[Instruction]
Update the records below by changing every "cake stand plate" to "dessert stand" and leaving the rest untouched. Omit the pictures from your answer.

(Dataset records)
* START *

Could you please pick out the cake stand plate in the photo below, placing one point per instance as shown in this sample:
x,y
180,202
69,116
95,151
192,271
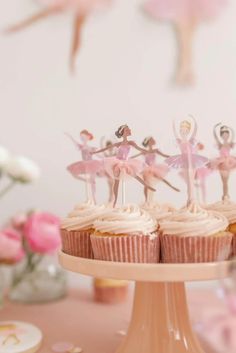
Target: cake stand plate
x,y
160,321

* END *

[Complete response]
Could you please pick out the dessert stand in the photo below, placing one point per instance as shown in this sample:
x,y
180,202
69,116
95,151
192,271
Target: dessert stand
x,y
160,321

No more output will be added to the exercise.